__INSTRUCTION__: Recast the lines of the material as a JSON list of strings, one string per line with blank lines omitted, starting with the line containing "Target: man's neck" and going on through the line containing "column 183, row 164", both included.

───── PROVIDED RECORDS

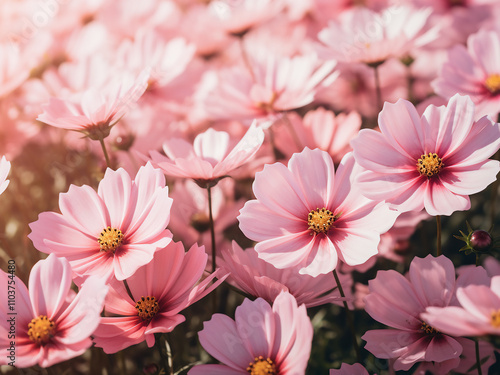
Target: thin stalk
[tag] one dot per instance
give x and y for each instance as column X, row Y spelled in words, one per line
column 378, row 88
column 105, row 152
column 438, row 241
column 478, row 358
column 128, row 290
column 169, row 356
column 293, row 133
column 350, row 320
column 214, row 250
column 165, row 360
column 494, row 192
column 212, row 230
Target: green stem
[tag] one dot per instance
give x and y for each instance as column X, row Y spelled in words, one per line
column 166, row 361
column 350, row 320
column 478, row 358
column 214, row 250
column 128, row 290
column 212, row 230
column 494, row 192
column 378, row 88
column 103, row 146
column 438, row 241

──────────
───── PROVIDED RECORDS

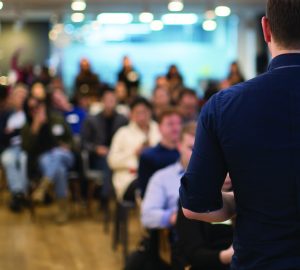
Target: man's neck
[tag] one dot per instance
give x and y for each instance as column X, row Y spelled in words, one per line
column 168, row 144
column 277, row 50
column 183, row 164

──────────

__RESPONSE BELOW__:
[
  "Target: man's neck",
  "[tag] one dot per instance",
  "give x and y for each instance as column X, row Y spelled in words, one per line",
  "column 168, row 144",
  "column 277, row 50",
  "column 183, row 164"
]